Object pointing dataset rows:
○ ○ ○ ○ ○

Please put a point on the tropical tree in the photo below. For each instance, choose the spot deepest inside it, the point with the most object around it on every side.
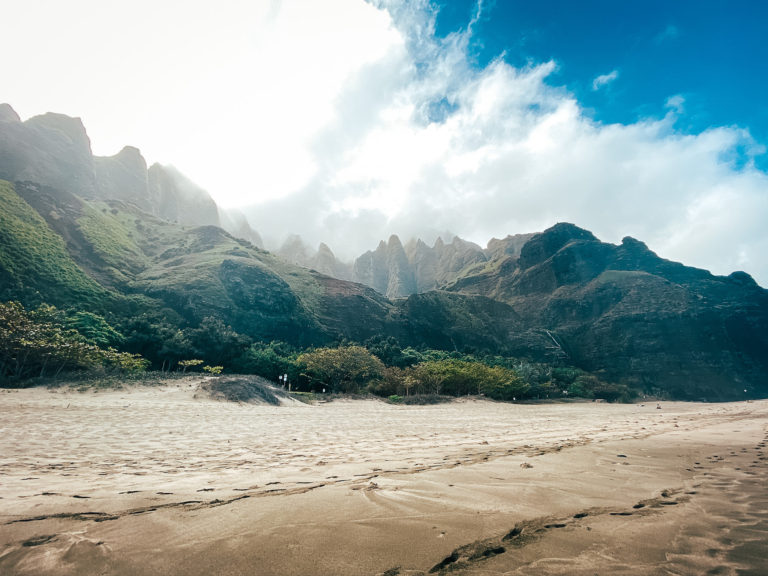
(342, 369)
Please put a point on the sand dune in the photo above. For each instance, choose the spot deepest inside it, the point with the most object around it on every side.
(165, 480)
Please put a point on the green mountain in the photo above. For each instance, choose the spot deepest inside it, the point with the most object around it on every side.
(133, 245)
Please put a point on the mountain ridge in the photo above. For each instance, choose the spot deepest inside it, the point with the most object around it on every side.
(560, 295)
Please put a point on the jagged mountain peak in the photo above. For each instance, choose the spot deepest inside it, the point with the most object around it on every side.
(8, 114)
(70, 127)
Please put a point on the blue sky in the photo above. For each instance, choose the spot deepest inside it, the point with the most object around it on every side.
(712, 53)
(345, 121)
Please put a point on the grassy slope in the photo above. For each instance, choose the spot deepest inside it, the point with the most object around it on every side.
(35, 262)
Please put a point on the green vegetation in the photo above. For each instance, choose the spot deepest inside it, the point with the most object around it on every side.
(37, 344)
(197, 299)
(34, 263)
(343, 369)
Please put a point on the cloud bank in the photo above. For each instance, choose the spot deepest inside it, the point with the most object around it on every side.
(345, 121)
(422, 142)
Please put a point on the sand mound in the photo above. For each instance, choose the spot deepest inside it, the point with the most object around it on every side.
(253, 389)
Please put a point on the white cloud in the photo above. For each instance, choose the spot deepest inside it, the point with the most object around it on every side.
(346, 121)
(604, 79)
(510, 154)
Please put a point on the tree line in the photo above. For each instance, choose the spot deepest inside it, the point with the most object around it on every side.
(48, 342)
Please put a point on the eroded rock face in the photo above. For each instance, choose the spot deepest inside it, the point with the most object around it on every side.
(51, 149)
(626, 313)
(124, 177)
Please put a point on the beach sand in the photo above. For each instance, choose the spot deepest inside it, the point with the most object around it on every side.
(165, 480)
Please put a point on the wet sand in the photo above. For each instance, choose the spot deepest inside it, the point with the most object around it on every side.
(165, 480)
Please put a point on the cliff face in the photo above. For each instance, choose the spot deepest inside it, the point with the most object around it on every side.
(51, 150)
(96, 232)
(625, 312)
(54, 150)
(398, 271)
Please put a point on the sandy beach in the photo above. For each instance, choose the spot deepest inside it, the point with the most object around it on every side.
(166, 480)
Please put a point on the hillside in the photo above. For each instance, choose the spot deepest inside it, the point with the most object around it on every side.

○ ○ ○ ○ ○

**PROBLEM:**
Can you turn the whole listing above into a numbered list, skipping any blank lines and leaving the pictures out?

**TASK OUTPUT:**
1. Please put a point on the tropical tree in the photo below. For each instance, choose the spot deepest inside it, the point with the most object around it on every side.
2. (342, 369)
3. Please put a point on the sand dune in the photo above. For each instance, choose the spot deepest inside it, the point with the most object around it on every side.
4. (165, 480)
5. Please put a point on the green mountain in the photo above. For each instance, choose the spot deepest inside it, the point with the most object around it on every side.
6. (133, 245)
7. Please put a point on the mountain ridge in the photo above. For each instance, choose the spot deepest inside it, the point with the most object around it on every side.
8. (560, 295)
9. Please put a point on the jagged mountain peak in the photo above. For each instance, choose the spot deepest inside it, the point with the most object around it on every side.
10. (8, 114)
11. (70, 127)
12. Please put a point on the blue sky in the photo above. For each instance, choose the spot deepest inside it, the point with the most object around it on every side.
13. (712, 53)
14. (345, 121)
15. Please put a point on the grassy slope in the photo above. For each instance, choose the spot deepest inside it, the point with the most object around it on every side.
16. (35, 262)
17. Please put a point on the green vegetation in the photo above. For each instance, choose the spot deepest inside it, the point with the most object around it on every side.
18. (37, 344)
19. (197, 299)
20. (34, 263)
21. (343, 369)
22. Please put a point on the cloud bank in the photo above. For each instance, choose the spot deepest inside it, the point with the most object around it on every side.
23. (345, 121)
24. (422, 142)
25. Please put a point on the sand mound in the photo above. For each instance, choose the spot deepest inside it, the point with the most object around it on every side.
26. (253, 389)
27. Please put a point on the white cloud in the photo above. For each instance, choose the spot deepest inside it, the point with the most object around it on every side.
28. (346, 121)
29. (604, 79)
30. (510, 154)
31. Please put a point on the tree line in the photo above. For each instance, choose the spot deepest inside it, the point with the most object around it on every side.
32. (48, 342)
33. Please put a point on the eroded rock face in the photo above. For each instance, choose the spot deepest inside it, the point with the most object around it on every side.
34. (51, 149)
35. (626, 313)
36. (124, 177)
37. Please put a point on the beach sand in the photo above. For each instance, choose the spot deepest inside it, the point with the most object around it on every side.
38. (165, 480)
39. Please put a point on the wet sand in the photo above. For each instance, choose the spot deepest inside it, the point with the most object around it on every side.
40. (165, 480)
41. Please put a point on the cliff face in the photo above. For each instance, choose the spot deepest inside it, the point with the most object around it on every side.
42. (51, 150)
43. (96, 232)
44. (625, 312)
45. (54, 150)
46. (398, 271)
47. Please put a point on the sandy beach in the photo above. For each instance, choose the spot deepest inside it, the point with the most object around it on every side.
48. (166, 480)
49. Please put a point on the hillside in the photo above. For each instance, choose the spot deepest inside it, the point with the most object around it on every side.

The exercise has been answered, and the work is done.